■ CONSIGNE:
Répondez à ces questions sur le témoignage :
(a) À quoi ont été confrontées les parties qui ont parlé à des adultes pour demander de l'aide ?
(b) Il y a combien de temps le diagnostic de TDI a-t-il été posé ?
(c) Pourquoi être seule est-il interdit pour certaines parties ?

■ TEXTE ÉTUDIÉ:
• • • •
Cette stratégie, cette "spécialisation" a permis ma survie puisque aujourd'hui je suis en sécurité, j'ai pu échapper à la secte et je vais de mieux en mieux mais c'est aussi la "cause" de ma difficulté à témoigner et parler.
Gardez bien à l'esprit que ces parties que j'ai sont des morceaux de ma personnalité, elles sont autonomes et chacune d'elles a un vécu et une expérience propre et en a tiré des conclusions, des choses à faire et à ne pas faire pour survivre.
Certaine de mes parties ont testé la rébellion de pleins de manières différentes, cela a échoué ou m'a mis en danger. C'est donc interdit.
Certaines de mes parties ont parlé à des adultes pour demander de l'aide, elles ont été confrontées soit à l'indifférence et la négation, soit ont dû faire face à un violeur de plus. Pour elles parler est donc interdit et met en danger de mort.
Certaine de mes parties ont développé des stratégies de protections comme par exemple trouver un homme et lui "appartenir" et être ainsi sous sa "protection". Etre seule est donc interdit car être seule rend vulnérable aux attaques des autres prédateurs.
Comprenez vous à quel point parler et témoigner peut être compliqué et éprouvant pour moi ?
J'ai constamment des objectifs et des envies différentes qui luttent à l'intérieur de moi.
Lorsque il y a trois ans, j'ai été diagnostiquée comme ayant un TDI j'étais en colère, dans une rage énorme.
Comment cela a-t-il pu se passer ? Pourquoi personne ne m'a protégée ?
Je voulais dire, tout, tout de suite et à tout le monde. Je commençais à écrire ce que j'avais vécu sur les réseaux sociaux, à contacter mes proches, ma famille, les adultes avec qui j'avais vécu… Je parlais puis j'étais envahie par la terreur, l'angoisse, la culpabilité… une douleur et une terreur tellement immense qu'elle me clouait sur place. Je vomissais, je tremblais, je hurlais, mon corps entier me disait d'arrêter, j'avais des douleurs atroces dans tout le corps… J'avais l'impression d'être en train de mourir !
Parler me faisait souffrir. Il a fallu que j'apprenne à me comprendre, à dialoguer intérieurement, à écouter les protestations intérieurs, à être patiente et à l'écoute des peurs et des vécus de chacune de mes parties et à avancer pas à pas en prenant en compte chaque avis avant d'agir. Si je ne le faisais pas, les douleurs et la terreur revenaient et j'étais empêchée physiquement d'agir.
• • • •
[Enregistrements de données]
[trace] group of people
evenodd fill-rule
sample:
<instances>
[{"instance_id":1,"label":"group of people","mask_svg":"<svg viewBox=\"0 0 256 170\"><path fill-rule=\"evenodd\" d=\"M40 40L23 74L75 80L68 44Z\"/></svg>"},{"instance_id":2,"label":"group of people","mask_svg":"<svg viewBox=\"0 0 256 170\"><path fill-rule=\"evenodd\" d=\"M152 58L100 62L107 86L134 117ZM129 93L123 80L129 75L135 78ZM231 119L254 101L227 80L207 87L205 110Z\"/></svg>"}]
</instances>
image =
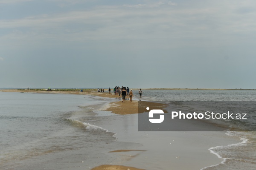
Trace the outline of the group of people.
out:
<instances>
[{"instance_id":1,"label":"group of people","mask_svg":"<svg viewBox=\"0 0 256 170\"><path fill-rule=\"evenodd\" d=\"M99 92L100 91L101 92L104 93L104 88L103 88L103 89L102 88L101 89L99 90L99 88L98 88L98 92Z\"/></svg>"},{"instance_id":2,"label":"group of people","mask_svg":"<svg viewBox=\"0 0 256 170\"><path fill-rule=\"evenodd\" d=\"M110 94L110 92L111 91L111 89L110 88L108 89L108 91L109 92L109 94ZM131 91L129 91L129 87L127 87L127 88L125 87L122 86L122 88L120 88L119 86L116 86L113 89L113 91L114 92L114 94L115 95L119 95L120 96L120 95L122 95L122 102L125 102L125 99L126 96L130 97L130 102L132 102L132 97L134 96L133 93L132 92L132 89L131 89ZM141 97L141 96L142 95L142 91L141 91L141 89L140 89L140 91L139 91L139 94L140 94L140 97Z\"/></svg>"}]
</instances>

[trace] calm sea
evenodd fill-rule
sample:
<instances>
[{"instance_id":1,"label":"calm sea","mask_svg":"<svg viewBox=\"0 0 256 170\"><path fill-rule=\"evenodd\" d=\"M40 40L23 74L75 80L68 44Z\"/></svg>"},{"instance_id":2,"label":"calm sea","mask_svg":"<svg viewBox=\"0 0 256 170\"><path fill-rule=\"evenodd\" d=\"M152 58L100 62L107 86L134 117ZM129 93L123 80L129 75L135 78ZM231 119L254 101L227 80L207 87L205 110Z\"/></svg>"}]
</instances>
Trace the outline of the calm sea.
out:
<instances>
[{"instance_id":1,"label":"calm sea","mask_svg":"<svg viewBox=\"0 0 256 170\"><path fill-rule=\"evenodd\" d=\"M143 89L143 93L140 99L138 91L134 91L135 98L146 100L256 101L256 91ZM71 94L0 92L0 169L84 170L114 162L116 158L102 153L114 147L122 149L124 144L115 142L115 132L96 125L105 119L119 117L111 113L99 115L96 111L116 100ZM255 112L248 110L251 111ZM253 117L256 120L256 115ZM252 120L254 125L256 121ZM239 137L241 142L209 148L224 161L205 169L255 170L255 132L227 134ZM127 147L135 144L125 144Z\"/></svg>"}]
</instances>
• • • •
■ RÉPONSE:
(a) Soit à l'indifférence et la négation, soit à un violeur de plus.
(b) Trois ans.
(c) Parce qu'être seule rend vulnérable aux attaques des autres prédateurs.